### EXERCISE AIM
Nothing but the lines from the one that contains "Target: white swan" through the end of the listing should appear, set down exactly.

### SUPPLIED MATERIAL

□ □ □ □ □ □ □

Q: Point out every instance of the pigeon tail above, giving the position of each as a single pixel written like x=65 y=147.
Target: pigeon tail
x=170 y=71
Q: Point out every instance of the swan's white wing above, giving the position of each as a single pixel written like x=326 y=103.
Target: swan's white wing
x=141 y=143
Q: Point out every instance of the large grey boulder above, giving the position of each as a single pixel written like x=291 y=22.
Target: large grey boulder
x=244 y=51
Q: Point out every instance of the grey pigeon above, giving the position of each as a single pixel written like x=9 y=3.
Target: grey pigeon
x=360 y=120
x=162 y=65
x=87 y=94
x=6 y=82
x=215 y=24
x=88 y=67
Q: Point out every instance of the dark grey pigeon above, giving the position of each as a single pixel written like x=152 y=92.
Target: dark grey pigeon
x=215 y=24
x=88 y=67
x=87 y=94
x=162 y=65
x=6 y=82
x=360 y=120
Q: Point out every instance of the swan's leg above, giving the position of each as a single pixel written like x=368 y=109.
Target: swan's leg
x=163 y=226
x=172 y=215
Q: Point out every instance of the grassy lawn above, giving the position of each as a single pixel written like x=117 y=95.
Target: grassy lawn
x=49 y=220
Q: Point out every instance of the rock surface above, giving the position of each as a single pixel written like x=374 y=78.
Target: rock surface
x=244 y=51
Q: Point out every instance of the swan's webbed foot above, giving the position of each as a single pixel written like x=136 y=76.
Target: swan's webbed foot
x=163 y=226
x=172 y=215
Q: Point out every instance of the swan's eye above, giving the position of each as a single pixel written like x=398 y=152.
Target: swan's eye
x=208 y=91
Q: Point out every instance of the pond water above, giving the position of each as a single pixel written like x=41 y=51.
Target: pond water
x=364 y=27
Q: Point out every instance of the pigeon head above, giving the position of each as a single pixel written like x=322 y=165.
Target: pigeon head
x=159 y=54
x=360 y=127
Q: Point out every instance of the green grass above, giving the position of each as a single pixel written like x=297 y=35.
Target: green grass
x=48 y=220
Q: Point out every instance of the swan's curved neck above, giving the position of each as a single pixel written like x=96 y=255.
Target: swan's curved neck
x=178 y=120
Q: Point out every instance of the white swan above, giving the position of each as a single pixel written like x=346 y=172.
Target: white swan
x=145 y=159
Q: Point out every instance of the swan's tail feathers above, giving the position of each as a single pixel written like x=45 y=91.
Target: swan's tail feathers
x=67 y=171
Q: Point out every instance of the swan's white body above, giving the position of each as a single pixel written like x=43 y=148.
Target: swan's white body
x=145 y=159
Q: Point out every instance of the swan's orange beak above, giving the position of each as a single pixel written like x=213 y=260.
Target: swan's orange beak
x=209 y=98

□ □ □ □ □ □ □

### TASK RESULT
Target: white swan
x=145 y=159
Q: Point out every instance of the swan's tail feathers above, giving the position of each as a single pixel written like x=45 y=91.
Target: swan's tail feathers
x=67 y=171
Q: Point out every instance of the swan's white body above, giving the position of each as a single pixel written like x=43 y=148.
Target: swan's white body
x=145 y=159
Q: Point out every instance of the swan's orange beak above, giving the position of each as a single pixel written like x=213 y=260.
Target: swan's orange beak
x=209 y=98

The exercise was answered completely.